• _SOURCE MATERIAL_
-- begin --

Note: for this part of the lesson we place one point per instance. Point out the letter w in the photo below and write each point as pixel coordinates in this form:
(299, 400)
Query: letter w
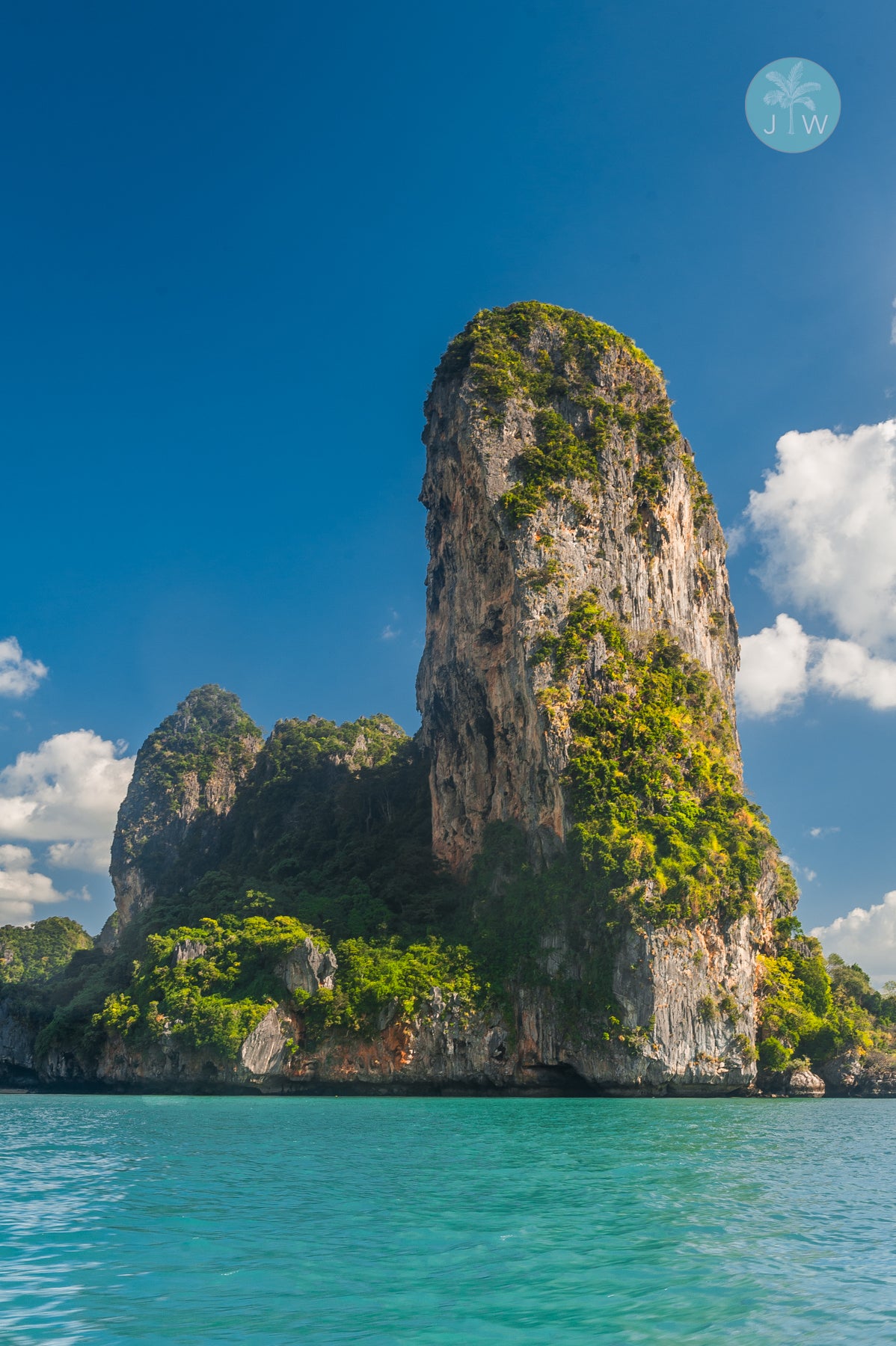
(815, 123)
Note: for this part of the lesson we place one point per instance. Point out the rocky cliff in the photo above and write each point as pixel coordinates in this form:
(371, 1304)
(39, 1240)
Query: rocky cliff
(553, 470)
(185, 782)
(560, 883)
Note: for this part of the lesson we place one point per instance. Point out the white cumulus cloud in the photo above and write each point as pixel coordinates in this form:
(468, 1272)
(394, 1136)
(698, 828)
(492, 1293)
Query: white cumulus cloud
(774, 668)
(826, 517)
(865, 935)
(782, 664)
(20, 890)
(81, 855)
(67, 790)
(826, 520)
(18, 674)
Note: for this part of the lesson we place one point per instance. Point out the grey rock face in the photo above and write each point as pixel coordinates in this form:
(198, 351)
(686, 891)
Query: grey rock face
(16, 1042)
(308, 968)
(498, 587)
(266, 1050)
(803, 1084)
(185, 782)
(494, 755)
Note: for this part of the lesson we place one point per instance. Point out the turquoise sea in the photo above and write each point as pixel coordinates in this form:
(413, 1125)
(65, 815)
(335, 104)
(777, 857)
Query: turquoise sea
(446, 1220)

-- end --

• _WRITTEN REQUEST_
Your copy should hold every record word for word and none of the pictures.

• _RESPONSE_
Note: for this part of the lesson we place one point per instance. Point out the letter w in the photo below and write each point as pixel coordinates in this form:
(299, 400)
Query: letter w
(815, 123)
Note: for this part of the lesson we place one point per instance. Point out the rocky cliff in the photo above and write each point as pixel coordinates in this form:
(371, 1304)
(39, 1240)
Query: rocky cliff
(553, 470)
(185, 782)
(560, 883)
Note: for this part of the lesson we place one point per instance. Point out the white cumulus cloud in the photo above and write each point as pixel coordinates in this form:
(468, 1272)
(394, 1136)
(698, 828)
(492, 1293)
Query: white cumulus cloud
(774, 668)
(826, 517)
(865, 935)
(782, 664)
(20, 890)
(81, 855)
(67, 790)
(826, 520)
(18, 674)
Note: for this part of the lesson we place one point per instance. Point out the grey rock face in the photo above and write each point as pixel coordinates in this form:
(198, 351)
(686, 891)
Query: grey rock face
(16, 1042)
(308, 968)
(498, 587)
(266, 1050)
(803, 1084)
(185, 782)
(494, 755)
Note: for this part of the lesson we place one point per instance. Point out the turquoise sea in the photo above and write each point as pixel coordinates in this form:
(413, 1125)
(65, 815)
(335, 104)
(777, 857)
Query: turquoise sea
(446, 1220)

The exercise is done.